» **WHAT YOU ARE ASKED TO DO**:
Repeat the rows below from the line with "Mark every instance of the blue" up to and including the line with "x=398 y=381", keeping every line unchanged.

Collected data:
-- -- --

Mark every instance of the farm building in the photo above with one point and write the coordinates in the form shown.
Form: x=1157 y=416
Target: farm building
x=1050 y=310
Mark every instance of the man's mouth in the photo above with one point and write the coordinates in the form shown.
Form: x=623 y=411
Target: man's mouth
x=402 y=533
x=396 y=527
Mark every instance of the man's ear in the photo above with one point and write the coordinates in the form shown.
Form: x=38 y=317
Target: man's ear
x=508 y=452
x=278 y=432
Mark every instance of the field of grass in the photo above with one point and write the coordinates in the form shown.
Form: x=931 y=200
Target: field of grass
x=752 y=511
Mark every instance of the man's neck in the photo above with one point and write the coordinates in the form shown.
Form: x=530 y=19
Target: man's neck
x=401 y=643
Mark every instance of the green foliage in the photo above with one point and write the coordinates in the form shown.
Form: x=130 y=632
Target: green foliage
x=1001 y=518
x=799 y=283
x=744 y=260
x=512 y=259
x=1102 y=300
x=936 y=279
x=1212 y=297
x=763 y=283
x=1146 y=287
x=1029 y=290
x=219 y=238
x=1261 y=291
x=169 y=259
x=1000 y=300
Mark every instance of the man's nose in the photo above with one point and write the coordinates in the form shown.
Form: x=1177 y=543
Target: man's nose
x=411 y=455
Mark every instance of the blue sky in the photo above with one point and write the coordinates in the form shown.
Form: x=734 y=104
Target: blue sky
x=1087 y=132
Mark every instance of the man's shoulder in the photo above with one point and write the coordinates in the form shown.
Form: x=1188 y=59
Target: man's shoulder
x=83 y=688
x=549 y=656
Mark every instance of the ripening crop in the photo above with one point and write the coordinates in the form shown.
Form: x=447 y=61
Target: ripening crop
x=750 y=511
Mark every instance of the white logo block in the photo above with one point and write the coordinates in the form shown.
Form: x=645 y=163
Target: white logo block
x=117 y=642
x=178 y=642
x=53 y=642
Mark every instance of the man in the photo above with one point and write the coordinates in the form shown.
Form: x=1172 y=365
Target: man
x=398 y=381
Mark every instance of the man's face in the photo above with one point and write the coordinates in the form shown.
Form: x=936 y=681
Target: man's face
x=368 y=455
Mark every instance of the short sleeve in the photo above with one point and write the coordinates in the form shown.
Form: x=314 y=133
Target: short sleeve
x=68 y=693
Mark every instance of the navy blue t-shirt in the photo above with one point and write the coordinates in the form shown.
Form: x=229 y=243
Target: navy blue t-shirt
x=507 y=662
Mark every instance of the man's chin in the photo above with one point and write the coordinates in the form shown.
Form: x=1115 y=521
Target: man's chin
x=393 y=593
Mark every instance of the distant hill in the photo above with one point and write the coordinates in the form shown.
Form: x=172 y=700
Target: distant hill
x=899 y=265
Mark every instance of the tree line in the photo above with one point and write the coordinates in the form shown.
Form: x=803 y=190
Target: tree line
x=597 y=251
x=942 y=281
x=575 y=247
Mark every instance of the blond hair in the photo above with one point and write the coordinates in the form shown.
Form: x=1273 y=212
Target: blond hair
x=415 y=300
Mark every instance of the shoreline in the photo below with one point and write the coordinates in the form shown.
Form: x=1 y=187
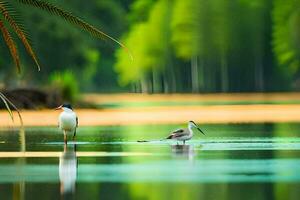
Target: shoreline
x=162 y=115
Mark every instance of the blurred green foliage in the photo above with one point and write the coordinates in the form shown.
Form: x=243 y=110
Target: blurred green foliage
x=66 y=84
x=178 y=46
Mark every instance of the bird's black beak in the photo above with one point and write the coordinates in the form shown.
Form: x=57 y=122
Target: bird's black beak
x=200 y=130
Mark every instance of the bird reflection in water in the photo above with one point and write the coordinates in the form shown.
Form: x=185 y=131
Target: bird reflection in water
x=68 y=169
x=183 y=151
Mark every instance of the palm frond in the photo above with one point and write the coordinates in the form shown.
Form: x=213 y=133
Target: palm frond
x=8 y=103
x=7 y=106
x=20 y=33
x=11 y=45
x=68 y=16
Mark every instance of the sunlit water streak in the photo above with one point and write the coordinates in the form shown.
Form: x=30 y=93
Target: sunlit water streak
x=219 y=170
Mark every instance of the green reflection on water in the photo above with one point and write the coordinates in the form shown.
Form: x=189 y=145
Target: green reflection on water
x=249 y=161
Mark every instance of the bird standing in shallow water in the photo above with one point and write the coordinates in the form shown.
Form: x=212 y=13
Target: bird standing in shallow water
x=67 y=120
x=185 y=133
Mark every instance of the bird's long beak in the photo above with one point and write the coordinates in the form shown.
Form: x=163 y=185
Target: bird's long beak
x=59 y=107
x=200 y=130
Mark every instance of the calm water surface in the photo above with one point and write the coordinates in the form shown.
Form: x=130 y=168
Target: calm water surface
x=237 y=161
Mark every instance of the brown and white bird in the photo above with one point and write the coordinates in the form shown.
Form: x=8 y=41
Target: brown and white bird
x=185 y=133
x=67 y=120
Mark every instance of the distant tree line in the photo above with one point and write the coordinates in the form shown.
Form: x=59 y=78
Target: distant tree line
x=212 y=46
x=177 y=45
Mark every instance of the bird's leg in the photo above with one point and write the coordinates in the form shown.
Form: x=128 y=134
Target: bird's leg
x=65 y=137
x=74 y=135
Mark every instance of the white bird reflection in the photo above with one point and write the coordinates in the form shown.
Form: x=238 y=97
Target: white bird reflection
x=183 y=151
x=68 y=169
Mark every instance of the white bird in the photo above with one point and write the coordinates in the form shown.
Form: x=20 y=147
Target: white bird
x=185 y=133
x=67 y=120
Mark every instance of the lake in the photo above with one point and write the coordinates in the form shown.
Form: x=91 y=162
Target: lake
x=233 y=161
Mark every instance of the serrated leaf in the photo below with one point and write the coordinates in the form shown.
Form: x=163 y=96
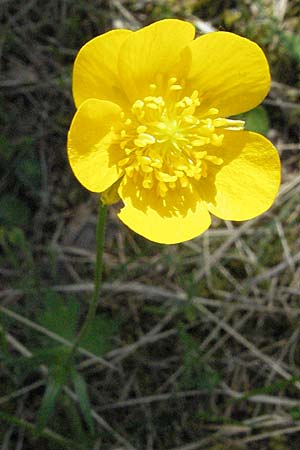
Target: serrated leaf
x=56 y=380
x=83 y=399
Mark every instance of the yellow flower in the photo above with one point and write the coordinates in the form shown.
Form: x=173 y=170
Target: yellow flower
x=151 y=128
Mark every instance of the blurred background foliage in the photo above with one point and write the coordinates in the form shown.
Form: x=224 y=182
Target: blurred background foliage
x=193 y=346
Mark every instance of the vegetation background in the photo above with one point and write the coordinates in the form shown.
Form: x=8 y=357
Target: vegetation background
x=195 y=346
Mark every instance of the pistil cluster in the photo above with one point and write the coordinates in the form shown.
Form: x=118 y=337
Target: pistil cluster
x=168 y=139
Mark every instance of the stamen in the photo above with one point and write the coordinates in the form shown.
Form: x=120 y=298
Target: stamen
x=167 y=138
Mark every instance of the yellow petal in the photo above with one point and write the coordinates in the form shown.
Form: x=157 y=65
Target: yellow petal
x=230 y=72
x=151 y=51
x=95 y=73
x=183 y=217
x=248 y=181
x=91 y=155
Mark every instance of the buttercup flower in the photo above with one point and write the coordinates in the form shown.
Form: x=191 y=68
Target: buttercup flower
x=152 y=128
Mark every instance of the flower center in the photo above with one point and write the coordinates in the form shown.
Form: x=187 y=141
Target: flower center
x=169 y=140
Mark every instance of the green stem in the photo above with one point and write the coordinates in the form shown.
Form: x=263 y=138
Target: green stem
x=47 y=434
x=98 y=278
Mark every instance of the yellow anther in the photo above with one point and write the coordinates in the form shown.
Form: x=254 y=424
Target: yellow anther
x=152 y=87
x=200 y=141
x=214 y=159
x=144 y=139
x=141 y=129
x=167 y=143
x=176 y=87
x=162 y=176
x=184 y=181
x=217 y=139
x=162 y=189
x=147 y=183
x=171 y=81
x=123 y=162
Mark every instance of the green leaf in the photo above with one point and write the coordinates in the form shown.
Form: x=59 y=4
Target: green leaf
x=60 y=314
x=50 y=357
x=257 y=120
x=56 y=380
x=13 y=211
x=98 y=338
x=83 y=399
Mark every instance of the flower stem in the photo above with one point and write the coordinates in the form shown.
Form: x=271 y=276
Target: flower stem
x=98 y=278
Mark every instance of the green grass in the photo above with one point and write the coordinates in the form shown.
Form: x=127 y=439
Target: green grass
x=194 y=346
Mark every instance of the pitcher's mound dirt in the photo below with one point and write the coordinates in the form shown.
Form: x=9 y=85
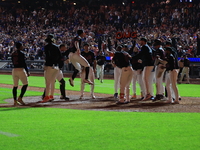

-- -- --

» **TASK RESULT**:
Mark every instance of the blue sky in the photo above with one point and write the coordinates in the form shown.
Form: x=734 y=104
Target: blue sky
x=1087 y=132
Mark every instance of the man's shoulder in the photo above with one point and write the coordinates in the form shown.
Form: x=1188 y=59
Target: man's shoulder
x=83 y=688
x=549 y=656
Mark every instance of the ripening crop in the photo above with one point and write the coordinates in the form shown.
Form: x=447 y=61
Target: ripening crop
x=750 y=511
Mark every instance of the white logo block in the photo above with one point and write the coordinates in the form shown.
Form: x=645 y=163
Target: white logo block
x=117 y=642
x=178 y=642
x=53 y=642
Mark every instance of the man in the photo above with one point and write the coordinates in the form shown.
Form: x=1172 y=365
Target: man
x=398 y=381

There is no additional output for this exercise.